##### RECORDED INFORMATION

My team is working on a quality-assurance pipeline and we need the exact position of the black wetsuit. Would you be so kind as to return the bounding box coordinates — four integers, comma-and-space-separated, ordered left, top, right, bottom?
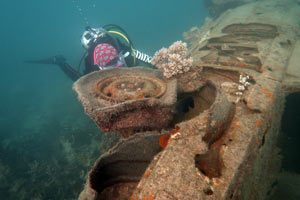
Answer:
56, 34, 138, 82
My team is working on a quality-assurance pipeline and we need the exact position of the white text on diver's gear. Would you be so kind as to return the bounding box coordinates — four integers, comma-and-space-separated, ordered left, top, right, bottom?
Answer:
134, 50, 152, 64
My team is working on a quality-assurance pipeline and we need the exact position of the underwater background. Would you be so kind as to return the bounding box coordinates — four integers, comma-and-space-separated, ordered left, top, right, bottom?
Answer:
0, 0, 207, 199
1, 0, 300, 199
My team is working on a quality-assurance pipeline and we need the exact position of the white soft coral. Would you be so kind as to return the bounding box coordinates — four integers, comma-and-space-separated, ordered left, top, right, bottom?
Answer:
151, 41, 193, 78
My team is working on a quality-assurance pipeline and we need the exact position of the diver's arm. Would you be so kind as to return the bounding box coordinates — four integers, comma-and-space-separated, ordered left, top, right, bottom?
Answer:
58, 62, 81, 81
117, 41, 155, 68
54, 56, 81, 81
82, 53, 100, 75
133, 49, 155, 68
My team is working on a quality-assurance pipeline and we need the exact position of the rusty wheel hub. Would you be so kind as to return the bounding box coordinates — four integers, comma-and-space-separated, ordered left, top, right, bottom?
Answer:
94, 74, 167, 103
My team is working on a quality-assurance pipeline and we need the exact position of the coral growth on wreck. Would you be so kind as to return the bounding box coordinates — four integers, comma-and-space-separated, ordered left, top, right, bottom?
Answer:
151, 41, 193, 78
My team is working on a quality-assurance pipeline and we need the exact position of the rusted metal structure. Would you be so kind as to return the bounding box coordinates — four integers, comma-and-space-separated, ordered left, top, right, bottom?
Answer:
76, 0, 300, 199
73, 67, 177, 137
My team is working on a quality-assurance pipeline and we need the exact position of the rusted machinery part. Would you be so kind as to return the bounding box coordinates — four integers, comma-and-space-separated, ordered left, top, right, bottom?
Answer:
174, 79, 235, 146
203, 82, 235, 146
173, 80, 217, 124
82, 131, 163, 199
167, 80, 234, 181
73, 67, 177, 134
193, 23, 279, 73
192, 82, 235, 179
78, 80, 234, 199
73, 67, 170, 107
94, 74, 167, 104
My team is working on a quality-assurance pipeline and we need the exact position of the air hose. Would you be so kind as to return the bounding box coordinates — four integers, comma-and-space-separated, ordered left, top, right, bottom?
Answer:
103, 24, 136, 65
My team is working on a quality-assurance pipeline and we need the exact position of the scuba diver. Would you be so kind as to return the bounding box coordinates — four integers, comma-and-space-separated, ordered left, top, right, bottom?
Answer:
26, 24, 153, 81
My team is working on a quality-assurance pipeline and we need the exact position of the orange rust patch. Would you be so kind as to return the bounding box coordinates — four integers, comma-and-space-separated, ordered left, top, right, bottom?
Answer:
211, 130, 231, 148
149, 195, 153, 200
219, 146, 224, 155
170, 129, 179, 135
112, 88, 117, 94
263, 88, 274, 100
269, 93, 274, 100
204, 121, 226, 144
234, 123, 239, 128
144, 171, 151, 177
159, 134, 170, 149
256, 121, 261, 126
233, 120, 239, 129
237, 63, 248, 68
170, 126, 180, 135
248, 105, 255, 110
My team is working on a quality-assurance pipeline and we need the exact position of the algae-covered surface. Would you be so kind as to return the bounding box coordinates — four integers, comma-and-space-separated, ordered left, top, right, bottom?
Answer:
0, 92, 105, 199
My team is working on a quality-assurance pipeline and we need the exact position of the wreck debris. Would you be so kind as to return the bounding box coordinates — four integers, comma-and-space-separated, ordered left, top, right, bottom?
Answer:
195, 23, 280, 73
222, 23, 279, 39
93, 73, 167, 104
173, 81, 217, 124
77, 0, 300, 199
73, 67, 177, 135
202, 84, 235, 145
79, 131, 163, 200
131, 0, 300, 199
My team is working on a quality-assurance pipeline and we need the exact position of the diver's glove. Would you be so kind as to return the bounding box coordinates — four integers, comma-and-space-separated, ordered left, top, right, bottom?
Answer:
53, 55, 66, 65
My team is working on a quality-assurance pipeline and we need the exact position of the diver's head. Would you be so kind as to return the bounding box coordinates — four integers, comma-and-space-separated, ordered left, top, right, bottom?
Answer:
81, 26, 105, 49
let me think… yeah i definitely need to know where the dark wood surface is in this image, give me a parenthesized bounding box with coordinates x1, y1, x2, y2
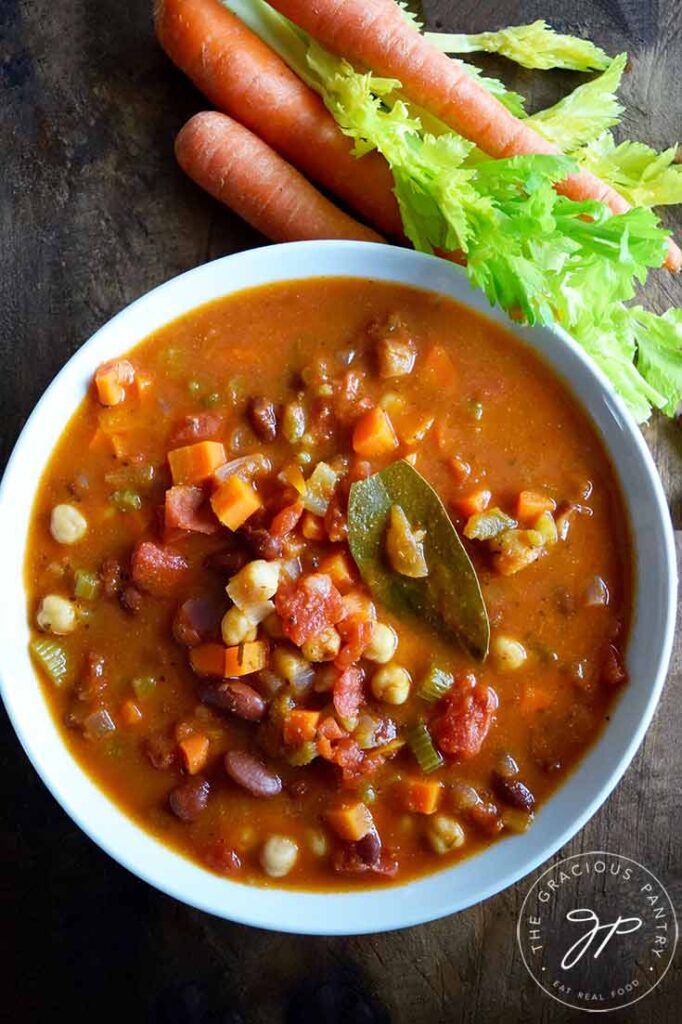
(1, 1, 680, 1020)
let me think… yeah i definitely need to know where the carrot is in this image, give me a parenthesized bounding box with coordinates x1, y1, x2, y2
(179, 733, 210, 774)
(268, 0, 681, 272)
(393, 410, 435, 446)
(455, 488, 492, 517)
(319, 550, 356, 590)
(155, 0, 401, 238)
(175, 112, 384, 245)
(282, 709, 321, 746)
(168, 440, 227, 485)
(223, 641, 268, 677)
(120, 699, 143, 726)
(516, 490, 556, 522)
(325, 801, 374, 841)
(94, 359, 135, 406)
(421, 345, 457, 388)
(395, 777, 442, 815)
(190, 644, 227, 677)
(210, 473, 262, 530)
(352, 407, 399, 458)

##########

PROBLEM DETAILS: Among the lines of the records, copy out each one that contains the word "wreck".

RESPONSE TO THE EXERCISE:
My team is working on a quality-assurance pipeline and we need the exact position of the coral growth on wreck. Would you be so kind as to return the bounding box coordinates — four integers, comma-and-space-separated, ordered left, top, right, bottom?
My team is working on a quality-assurance pipeline and we need the exact position of the wreck debris. Would you be so kind as to return the bounding box coordinates — four integers, comma-and-space-separated, ordered left, top, right, bottom?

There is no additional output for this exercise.